- WORK TO BE COMPLETED
Transcribe every record exactly as it appears.
----
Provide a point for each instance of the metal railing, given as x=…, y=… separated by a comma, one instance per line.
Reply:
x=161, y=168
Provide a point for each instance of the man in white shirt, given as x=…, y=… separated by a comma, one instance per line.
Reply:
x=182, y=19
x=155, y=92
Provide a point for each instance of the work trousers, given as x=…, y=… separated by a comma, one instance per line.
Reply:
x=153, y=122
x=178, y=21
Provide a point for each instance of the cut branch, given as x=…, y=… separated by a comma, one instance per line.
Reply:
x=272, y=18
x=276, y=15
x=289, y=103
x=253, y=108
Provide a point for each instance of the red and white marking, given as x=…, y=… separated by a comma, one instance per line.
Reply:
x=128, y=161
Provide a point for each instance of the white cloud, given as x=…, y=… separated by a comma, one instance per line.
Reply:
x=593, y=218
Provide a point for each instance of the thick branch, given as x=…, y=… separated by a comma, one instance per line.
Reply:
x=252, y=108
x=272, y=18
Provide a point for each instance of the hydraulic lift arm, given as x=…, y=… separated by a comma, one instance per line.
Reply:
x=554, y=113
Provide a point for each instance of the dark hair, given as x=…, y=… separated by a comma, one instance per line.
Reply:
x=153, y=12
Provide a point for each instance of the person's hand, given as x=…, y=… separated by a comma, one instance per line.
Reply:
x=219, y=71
----
- COMPLETED TASK
Provide a point for each instance of the metal railing, given as x=…, y=… separated by a comma, one instance per line.
Reply:
x=161, y=168
Provide a point for each instance of the man in white shirt, given as x=…, y=… separated by a comma, one instance per line.
Reply:
x=182, y=19
x=155, y=92
Provide a point for each instance of the work trousers, given as x=…, y=… separated by a comma, one instance per line.
Reply:
x=153, y=122
x=178, y=21
Provide a point for each instance of the cut branch, given as x=…, y=… separated by a comma, one instance per line.
Reply:
x=272, y=18
x=276, y=15
x=289, y=103
x=253, y=108
Provide a point for each instance of the red and white marking, given as x=…, y=… separated by a comma, one instance per line.
Reply:
x=128, y=161
Provide a point for each instance of the white cloud, given as x=…, y=… separated by a comma, one instance per line.
Reply:
x=593, y=218
Provide a point for each instance of the thick branch, given as x=…, y=… separated by a comma, one instance per line.
Reply:
x=252, y=108
x=272, y=18
Provide a point for each instance of the hydraulic lift arm, given as x=…, y=… separated by a comma, one instance per line.
Reply:
x=554, y=113
Provide a point for each instance of the dark hair, given as x=…, y=… separated by a comma, one instance per line.
Reply:
x=153, y=12
Provide a point for each instance of the person's hand, given as x=…, y=… separated by a comma, one instance per line.
Reply:
x=219, y=71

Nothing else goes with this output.